§ Quoted passage
● ● ● ● ● ● ●
The men's hammer throw event at the 1952 Summer Olympics took place on 24 July at the Helsinki Olympic Stadium. There were 33 competitors from 18 nations. The maximum number of athletes per nation had been set at 3 since the 1930 Olympic Congress. The event was won by József Csermák of Hungary, the nation's second consecutive victory in the event. Imre Németh, who had won four years earlier, took bronze; he was the fourth man to win multiple medals in the event. Silver went to Karl Storch of Germany.

Background

This was the 11th appearance of the event, which has been held at every Summer Olympics except 1896. Six of the 13 finalists from the 1948 Games returned: gold medalist Imre Németh of Hungary, silver medalist Ivan Gubijan of Yugoslavia, fourth-place finisher Samuel Felton of the United States, fifth-place finisher Lauri Tamminen of Finland, seventh-place finisher Teseo Taddia of Italy, and eleventh-place finisher Duncan Clark of Great Britain. Németh was among the favorites to repeat; other contenders included 1950 European champion Sverre Strandli of Norway and Karl Storch of Germany.

Belgium, Pakistan, Puerto Rico, Romania, and the Soviet Union each made their debut in the event. The United States appeared for the 11th time, the only nation to have competed at each appearance of the event to that point.
● ● ● ● ● ● ●
§ Dataset content
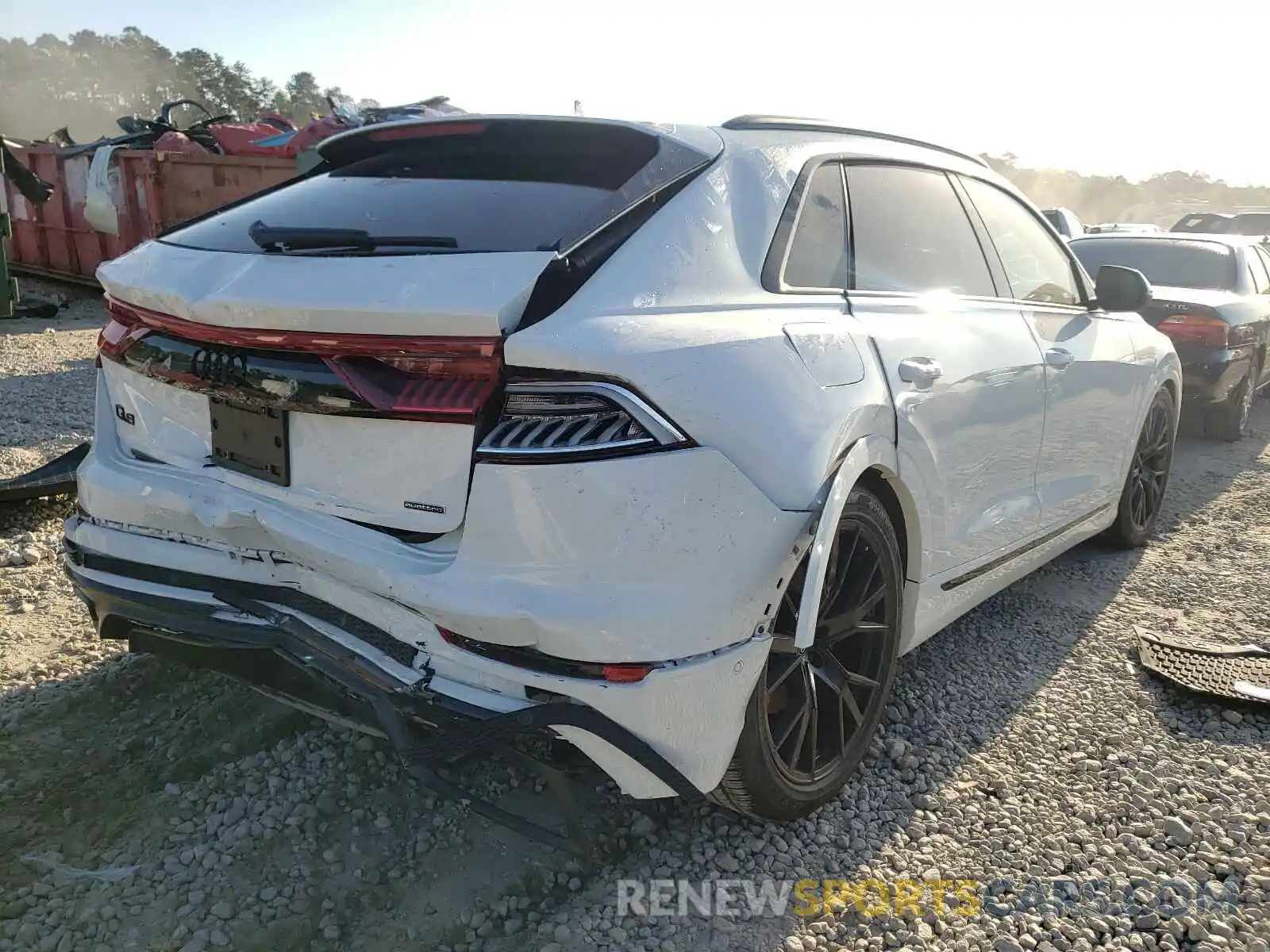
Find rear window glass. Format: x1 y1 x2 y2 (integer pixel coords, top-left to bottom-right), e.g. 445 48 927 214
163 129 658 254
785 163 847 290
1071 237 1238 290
● ● ● ● ● ● ●
§ Work to complete
1. Summarize the passage on the 1952 Olympic hammer throw in two sentences.
2. In the passage on the 1952 Olympic hammer throw, who took the silver medal?
3. Write the next paragraph of the passage on the 1952 Olympic hammer throw, picking up after its final sentence.

§ The results
1. The men's hammer throw at the 1952 Summer Olympics was held on 24 July at the Helsinki Olympic Stadium with 33 competitors from 18 nations, and József Csermák of Hungary won it ahead of Karl Storch of Germany and 1948 champion Imre Németh. Six finalists from the 1948 Games returned, five nations made their debut in the event, and the United States was the only nation to have competed at every appearance of the event to that point.

2. Karl Storch of Germany took the silver medal.

3.
Competition format

The competition used the two-round format introduced in 1936, with the qualifying round completely separate from the divided final. In qualifying, each athlete received three attempts; those recording a mark of at least 49.00 metres advanced to the final. If fewer than 12 athletes achieved that distance, the top 12 would advance. The results of the qualifying round were then ignored. Finalists received three throws each, with the top six competitors receiving an additional three attempts. The best distance among those six throws counted.

Records

Prior to the competition, the existing world and Olympic records were as follows.

József Csermák set a new Olympic record with a distance of 57.20 metres in the qualifying round. In the final, five men beat the old Olympic record and a sixth man tied it; the three medalists all bettered Csermák's qualifying round mark. Csermák's first throw in the final went 58.45 metres; his third went 60.34 metres for a new world record.

Schedule

All times are Eastern European Summer Time (UTC+3)

Results

Qualifying round

Qualification: All throwers reaching 49 metres advanced to the final, with a minimum of 12 advancing.

Final

References

External links
Official Olympic Report, la84.org.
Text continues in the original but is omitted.